Print nothing beyond the line with "Target: dark gray wool coat": every line from the beginning of the data up to it, that line included, and no pictures.

Segment Start: Data for this task

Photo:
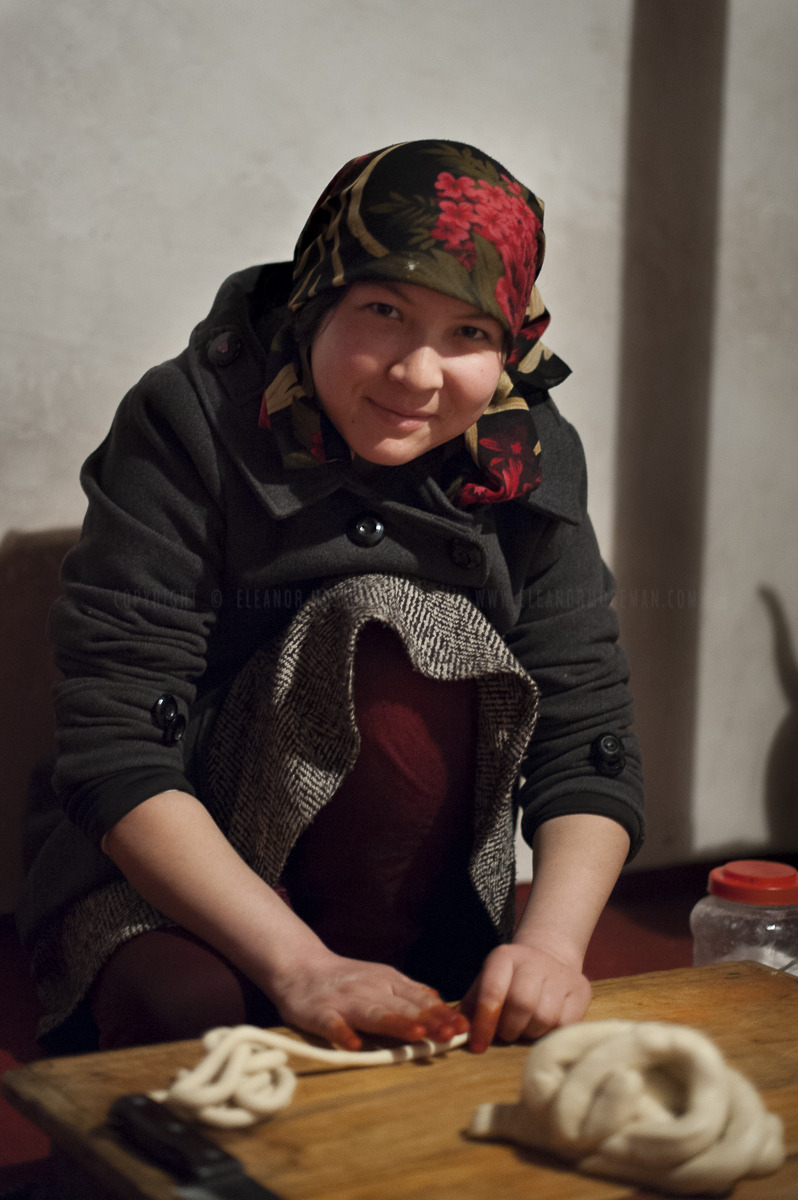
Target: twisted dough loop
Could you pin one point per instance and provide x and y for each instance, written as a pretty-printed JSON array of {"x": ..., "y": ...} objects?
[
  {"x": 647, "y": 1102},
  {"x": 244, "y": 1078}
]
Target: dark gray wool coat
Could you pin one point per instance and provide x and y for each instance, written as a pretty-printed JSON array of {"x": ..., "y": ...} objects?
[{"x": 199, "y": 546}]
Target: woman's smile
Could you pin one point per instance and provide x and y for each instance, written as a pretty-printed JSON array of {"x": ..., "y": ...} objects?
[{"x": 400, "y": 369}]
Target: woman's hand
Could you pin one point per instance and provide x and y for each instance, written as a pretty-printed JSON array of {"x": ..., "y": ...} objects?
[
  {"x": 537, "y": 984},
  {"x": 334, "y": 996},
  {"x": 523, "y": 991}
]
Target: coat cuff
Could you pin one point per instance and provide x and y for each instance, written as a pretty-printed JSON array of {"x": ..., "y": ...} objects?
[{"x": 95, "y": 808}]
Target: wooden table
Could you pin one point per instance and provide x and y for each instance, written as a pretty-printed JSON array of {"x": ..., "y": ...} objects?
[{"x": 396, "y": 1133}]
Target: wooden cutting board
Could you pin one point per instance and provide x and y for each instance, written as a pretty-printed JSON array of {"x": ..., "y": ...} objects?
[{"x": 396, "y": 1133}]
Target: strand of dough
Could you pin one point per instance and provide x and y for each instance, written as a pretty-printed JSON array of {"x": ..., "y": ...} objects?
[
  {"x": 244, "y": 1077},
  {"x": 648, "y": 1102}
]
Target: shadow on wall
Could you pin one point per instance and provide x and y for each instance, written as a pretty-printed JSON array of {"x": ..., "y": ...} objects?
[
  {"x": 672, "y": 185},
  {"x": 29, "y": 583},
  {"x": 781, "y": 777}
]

Segment End: Data for this task

◆ Output below:
Photo:
Target: twisted dough loop
Could you pin one point per instance and provide x and y for each instance, written as a pretty-printed JSON array of {"x": ..., "y": ...} objects?
[
  {"x": 647, "y": 1102},
  {"x": 244, "y": 1078}
]
Target: dark gray wool coat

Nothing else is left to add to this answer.